>> start Supplied records

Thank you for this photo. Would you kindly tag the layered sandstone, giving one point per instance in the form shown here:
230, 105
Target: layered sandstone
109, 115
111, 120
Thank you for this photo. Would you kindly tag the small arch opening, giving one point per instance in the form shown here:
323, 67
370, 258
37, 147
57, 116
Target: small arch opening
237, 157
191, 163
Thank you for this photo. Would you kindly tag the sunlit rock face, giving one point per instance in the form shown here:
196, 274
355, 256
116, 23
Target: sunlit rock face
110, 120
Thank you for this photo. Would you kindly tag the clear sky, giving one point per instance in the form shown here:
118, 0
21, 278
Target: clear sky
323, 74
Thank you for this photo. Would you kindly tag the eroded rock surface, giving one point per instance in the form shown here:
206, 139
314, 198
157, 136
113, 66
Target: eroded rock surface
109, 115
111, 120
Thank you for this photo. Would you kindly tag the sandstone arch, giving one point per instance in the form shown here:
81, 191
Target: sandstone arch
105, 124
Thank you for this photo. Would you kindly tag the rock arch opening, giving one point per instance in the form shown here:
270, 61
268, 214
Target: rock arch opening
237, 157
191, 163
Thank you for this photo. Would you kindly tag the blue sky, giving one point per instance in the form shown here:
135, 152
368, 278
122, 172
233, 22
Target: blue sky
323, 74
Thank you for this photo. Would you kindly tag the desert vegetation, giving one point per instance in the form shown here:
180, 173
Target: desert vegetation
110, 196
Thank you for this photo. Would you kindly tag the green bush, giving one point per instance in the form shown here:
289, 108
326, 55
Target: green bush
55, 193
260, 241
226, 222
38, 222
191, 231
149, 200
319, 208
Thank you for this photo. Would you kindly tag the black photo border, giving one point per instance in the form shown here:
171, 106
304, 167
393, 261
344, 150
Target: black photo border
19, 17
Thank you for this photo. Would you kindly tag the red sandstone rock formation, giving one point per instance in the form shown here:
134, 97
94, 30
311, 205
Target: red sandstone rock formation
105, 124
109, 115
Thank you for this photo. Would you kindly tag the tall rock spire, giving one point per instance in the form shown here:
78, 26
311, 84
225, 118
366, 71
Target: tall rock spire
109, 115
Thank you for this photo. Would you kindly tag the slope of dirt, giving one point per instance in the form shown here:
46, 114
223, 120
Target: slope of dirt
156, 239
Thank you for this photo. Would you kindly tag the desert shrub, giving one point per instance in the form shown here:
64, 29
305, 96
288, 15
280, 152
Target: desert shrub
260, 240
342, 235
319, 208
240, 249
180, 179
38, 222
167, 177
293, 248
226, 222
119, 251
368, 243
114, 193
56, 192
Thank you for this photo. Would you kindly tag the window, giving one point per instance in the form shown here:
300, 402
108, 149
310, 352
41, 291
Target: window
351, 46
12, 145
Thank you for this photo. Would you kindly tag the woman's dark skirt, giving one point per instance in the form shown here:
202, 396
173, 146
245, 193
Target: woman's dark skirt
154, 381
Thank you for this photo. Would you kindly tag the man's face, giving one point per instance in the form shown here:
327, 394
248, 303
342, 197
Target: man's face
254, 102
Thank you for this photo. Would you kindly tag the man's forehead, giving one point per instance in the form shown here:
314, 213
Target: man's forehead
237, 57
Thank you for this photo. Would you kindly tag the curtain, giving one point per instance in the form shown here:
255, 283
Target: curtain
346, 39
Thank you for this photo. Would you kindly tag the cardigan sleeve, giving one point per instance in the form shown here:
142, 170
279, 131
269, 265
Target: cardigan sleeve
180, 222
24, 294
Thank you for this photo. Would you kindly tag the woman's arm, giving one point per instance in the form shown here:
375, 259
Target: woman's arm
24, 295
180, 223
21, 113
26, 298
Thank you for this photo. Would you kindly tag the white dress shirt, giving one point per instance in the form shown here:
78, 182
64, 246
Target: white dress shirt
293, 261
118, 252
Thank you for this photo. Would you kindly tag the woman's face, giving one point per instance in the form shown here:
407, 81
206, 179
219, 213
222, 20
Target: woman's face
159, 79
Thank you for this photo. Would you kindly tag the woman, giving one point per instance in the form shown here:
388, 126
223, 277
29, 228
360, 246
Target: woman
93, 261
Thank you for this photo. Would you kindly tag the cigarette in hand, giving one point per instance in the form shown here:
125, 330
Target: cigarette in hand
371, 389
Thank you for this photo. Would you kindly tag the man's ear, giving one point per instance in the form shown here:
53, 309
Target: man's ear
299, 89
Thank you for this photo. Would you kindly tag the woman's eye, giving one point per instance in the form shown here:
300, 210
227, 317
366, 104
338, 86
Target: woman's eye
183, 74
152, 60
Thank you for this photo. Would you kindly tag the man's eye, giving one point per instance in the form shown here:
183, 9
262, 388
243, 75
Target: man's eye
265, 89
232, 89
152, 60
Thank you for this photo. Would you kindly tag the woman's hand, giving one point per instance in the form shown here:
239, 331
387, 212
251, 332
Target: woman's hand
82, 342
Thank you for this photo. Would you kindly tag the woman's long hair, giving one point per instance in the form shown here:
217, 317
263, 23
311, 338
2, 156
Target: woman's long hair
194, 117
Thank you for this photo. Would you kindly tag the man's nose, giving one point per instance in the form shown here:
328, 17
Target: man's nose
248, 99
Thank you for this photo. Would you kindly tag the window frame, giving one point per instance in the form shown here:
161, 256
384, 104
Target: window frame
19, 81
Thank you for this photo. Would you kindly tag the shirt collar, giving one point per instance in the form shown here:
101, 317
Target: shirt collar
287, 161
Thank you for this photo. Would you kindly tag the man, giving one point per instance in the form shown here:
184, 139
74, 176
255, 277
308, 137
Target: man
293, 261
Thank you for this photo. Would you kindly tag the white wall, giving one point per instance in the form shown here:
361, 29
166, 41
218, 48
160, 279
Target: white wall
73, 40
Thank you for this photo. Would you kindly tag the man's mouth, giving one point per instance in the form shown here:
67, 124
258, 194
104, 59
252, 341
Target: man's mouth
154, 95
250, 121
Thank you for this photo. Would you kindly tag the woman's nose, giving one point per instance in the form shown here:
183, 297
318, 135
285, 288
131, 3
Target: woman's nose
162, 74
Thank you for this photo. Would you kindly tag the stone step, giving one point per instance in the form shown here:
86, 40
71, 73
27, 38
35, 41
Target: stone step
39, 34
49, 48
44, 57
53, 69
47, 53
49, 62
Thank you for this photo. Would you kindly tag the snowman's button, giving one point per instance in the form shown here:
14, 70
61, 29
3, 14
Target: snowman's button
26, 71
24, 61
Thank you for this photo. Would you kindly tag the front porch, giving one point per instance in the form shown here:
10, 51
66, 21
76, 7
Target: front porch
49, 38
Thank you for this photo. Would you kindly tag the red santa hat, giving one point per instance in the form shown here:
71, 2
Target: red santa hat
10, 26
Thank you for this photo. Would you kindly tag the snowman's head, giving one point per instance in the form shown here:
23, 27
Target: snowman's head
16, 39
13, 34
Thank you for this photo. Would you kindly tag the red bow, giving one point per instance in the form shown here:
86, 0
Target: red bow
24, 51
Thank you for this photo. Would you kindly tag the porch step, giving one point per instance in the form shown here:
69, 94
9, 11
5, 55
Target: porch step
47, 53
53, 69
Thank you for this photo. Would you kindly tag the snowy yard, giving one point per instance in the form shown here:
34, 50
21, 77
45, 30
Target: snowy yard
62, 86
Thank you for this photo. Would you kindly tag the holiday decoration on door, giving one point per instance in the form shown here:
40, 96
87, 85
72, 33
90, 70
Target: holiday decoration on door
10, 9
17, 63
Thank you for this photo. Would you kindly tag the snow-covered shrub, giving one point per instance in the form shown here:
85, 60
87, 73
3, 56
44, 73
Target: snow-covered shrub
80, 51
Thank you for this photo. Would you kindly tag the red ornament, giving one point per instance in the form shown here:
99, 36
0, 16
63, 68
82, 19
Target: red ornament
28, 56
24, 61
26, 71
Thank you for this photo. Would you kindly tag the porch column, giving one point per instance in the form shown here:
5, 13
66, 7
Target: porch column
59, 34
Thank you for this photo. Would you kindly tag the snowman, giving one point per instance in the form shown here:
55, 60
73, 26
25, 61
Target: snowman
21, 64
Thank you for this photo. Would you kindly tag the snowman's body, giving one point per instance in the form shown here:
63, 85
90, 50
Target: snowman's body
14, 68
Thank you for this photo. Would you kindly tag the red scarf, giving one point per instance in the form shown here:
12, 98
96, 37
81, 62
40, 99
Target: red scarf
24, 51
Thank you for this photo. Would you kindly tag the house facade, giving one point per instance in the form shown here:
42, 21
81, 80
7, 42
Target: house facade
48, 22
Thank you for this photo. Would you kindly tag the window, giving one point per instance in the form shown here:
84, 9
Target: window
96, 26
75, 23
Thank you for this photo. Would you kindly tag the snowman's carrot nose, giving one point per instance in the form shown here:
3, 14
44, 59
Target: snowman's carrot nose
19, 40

>> end Supplied records

→ Work to be completed
Find the line with "Thank you for this photo. Would you kindly tag the house" in the listing above, then write out that line and each remaining line exactly, with no other text.

→ Reply
Thank you for this photo. Would you kindly tag the house facade, giving one point per instance in the form shown here:
42, 21
81, 80
7, 42
Target: house facade
48, 22
Thank you for this photo. Would you kindly tag the window, giving one point per instance in the form shown here:
84, 9
Target: window
96, 26
75, 23
Thank you for this photo. Would you kindly tag the snowman's carrot nose, giving one point per instance in the form shown here:
3, 14
44, 59
Target: snowman's carrot nose
19, 40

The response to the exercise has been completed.